■ **EXERCISE PROMPT**: Starting at the line that contains "Confirm or deny — the orange", print every remaining line of the entries, unchanged, and output nothing more.

** start LISTING **

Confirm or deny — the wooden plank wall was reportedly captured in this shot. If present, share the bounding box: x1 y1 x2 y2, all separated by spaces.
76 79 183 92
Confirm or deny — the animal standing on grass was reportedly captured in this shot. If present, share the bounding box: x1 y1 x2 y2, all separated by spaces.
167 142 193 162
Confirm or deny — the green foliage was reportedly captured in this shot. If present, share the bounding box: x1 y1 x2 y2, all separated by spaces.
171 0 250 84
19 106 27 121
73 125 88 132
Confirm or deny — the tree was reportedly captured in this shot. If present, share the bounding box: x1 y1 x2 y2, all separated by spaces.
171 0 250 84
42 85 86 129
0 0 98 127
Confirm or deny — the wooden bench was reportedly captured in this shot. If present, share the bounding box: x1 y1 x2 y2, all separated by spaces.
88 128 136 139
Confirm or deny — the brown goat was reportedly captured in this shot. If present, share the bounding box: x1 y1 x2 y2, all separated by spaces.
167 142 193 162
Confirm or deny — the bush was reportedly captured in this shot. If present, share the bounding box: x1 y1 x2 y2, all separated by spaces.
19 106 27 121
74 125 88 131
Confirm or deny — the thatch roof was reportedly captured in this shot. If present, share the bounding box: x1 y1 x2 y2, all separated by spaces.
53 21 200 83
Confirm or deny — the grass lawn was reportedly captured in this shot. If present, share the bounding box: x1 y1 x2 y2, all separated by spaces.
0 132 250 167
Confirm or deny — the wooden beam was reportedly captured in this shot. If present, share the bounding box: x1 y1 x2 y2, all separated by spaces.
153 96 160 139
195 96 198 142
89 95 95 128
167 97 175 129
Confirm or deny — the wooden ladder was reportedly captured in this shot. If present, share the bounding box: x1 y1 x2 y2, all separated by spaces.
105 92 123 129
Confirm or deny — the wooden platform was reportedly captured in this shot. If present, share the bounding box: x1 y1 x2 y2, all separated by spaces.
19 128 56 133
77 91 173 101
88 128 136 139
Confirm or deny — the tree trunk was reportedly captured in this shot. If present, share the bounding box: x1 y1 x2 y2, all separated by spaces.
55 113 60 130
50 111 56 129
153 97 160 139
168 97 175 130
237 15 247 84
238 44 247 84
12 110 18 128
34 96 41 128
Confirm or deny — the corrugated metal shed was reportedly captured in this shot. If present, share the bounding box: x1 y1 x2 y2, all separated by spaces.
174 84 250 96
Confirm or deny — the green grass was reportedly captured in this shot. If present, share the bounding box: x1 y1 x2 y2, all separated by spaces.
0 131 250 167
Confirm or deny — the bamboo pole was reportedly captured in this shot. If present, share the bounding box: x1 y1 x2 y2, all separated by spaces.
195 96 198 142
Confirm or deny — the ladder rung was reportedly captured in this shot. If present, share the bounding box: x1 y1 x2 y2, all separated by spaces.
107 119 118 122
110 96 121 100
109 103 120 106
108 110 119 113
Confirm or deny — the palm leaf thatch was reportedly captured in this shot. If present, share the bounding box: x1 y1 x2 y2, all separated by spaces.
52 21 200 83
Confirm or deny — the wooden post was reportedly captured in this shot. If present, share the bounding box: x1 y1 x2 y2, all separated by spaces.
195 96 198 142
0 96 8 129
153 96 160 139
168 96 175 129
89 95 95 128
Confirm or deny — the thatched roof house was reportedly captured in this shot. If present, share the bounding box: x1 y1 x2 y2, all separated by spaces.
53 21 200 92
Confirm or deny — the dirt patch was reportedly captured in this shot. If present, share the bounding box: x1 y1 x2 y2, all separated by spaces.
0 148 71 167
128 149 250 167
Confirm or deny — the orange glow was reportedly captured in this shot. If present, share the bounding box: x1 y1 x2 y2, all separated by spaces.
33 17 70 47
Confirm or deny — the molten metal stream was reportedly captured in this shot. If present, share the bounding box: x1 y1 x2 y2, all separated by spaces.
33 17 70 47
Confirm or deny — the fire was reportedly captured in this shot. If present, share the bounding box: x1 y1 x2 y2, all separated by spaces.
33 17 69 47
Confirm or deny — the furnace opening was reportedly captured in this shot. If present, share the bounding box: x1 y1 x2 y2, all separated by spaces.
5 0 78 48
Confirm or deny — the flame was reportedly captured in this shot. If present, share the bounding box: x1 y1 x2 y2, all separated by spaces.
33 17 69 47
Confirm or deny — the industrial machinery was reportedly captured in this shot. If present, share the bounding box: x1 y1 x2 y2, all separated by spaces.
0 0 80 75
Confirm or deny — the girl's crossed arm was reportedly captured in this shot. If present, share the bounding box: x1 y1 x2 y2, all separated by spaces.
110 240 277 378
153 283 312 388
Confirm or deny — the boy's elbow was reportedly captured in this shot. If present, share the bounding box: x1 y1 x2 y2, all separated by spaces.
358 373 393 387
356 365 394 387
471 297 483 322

** end LISTING **

■ **ANSWER FOR THE TASK**:
Confirm or deny — the orange glow was reportedly captured in this shot. If present, share the bounding box: x1 y1 x2 y2, all separated by spaces.
33 17 70 47
Confirm or deny — the molten metal stream was reportedly captured in this shot. If present, share the bounding box: x1 y1 x2 y2, all separated by spaces.
33 17 70 47
Confirm or deny — the fire was reportedly captured in this shot. If present, share the bounding box: x1 y1 x2 y2, all separated by spaces.
33 17 69 47
Confirm or deny — the furnace opening was reportedly captured in this shot. If present, share the bounding box: x1 y1 x2 y2, all separated by spaces.
5 0 78 48
Confirm or deny — the flame was reportedly captured in this shot. If present, share the bounding box: x1 y1 x2 y2, all separated by spaces.
33 17 69 47
Confirm or deny — the industrial machinery was reportedly captured in this shot. If present, share the bounding box: x1 y1 x2 y2, all separated by spaces.
0 0 80 75
Confirm or deny — the girl's crossed arm was reportedly captured in this shot. If present, share the bounding box: x1 y1 x2 y2, all separated by spaces.
110 240 277 378
153 283 312 388
Confirm or deny — the boy's elbow was reportedly captured in this shot. If present, share the bounding box: x1 y1 x2 y2, all separated by spaces.
358 373 393 387
356 365 394 387
471 297 483 322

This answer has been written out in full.